> **EXCERPTED PASSAGE**:

# Worried about finishing PhD



## shy_chick (Sep 27, 2006)

It takes 3-4 years to write up a PhD and I've been writing up unfunded in my 4th year since last Summer. I've been depressed at my slow progress. I have woken at 4 in the morning worrying about it.
My supervisor read each of my results chapters, then I gave in a draft of my whole thesis at the end of May. He read it at the end of July. :time 
I then got major corrections on one chapter :cry I just don't feel like I'll ever finish. I have until the end of September to finish. My supervisor says I need to have a higher standard of thesis as I will struggle in the viva. He compared it unfavourably with a recent thesis he had read. This stuff never came up the first time he read it.

I'm so bitter twowards my supervisor. He told me not to learn things throughout my thesis when I asked, do I need to know ......and I've had to learn them all in the write-up and don't feel I know the subject very well. There are still gaps that I've not resolved, everywhere. I still have to finish going over corrections on chapter 5, the conclusion, literature review, abstract, as well as filling in holes. He's been away for 3 weeks and may or may not be back today-he couldn't tell me. All I've done is chapter 4 which I was going to have done before he went away. It feels hopeless. I want to give up and get a job, but haven't got one. I'm waiting to hear about job I interviewed for (will be 1-2 weeks to hear) and sent in a test, but was technically past this recruitment cycle.

> **MATERIAL PROVIDED**:
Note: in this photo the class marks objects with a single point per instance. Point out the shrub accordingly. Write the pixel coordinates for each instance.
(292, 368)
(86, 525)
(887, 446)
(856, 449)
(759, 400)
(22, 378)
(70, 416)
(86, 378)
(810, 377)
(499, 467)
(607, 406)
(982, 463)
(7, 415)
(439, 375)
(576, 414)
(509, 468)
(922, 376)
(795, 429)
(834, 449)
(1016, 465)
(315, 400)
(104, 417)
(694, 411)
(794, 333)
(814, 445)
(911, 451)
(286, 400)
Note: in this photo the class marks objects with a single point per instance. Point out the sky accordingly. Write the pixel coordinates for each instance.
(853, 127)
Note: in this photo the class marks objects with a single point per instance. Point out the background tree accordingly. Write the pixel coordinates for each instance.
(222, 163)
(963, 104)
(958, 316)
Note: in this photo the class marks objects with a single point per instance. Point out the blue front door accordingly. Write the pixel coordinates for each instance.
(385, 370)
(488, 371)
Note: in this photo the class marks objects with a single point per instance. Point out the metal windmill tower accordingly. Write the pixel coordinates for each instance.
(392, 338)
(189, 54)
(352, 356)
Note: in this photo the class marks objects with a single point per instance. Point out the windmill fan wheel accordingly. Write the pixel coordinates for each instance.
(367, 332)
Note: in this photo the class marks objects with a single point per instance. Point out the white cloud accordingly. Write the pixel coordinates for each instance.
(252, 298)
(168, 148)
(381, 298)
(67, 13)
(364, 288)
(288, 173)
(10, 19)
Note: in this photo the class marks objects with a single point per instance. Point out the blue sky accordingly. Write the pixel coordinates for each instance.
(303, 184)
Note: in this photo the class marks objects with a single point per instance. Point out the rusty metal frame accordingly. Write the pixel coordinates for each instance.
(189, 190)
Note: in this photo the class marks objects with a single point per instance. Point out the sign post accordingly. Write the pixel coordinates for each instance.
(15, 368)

> **THINGS TO DO**:
**1)** Answer these questions from the forum post about finishing a PhD, one line each:
(a) When did the writer hand in a draft of the whole thesis?
(b) How long has the supervisor been away?
(c) How long will it take the writer to hear back about the job interview?
**2)** Using the forum post about finishing a PhD, say whether each statement agrees with it. Give yes or no and quote the words that decide it.
(a) The supervisor read the full thesis draft at the end of July.
(b) The writer has finished the corrections on chapter 5.
(c) The writer already has a job lined up.

> **RESPONSES**:
**1)**
(a) At the end of May.
(b) Three weeks.
(c) One to two weeks.

**2)**
(a) Yes: "He read it at the end of July."
(b) No: "I still have to finish going over corrections on chapter 5"
(c) No: "I want to give up and get a job, but haven't got one."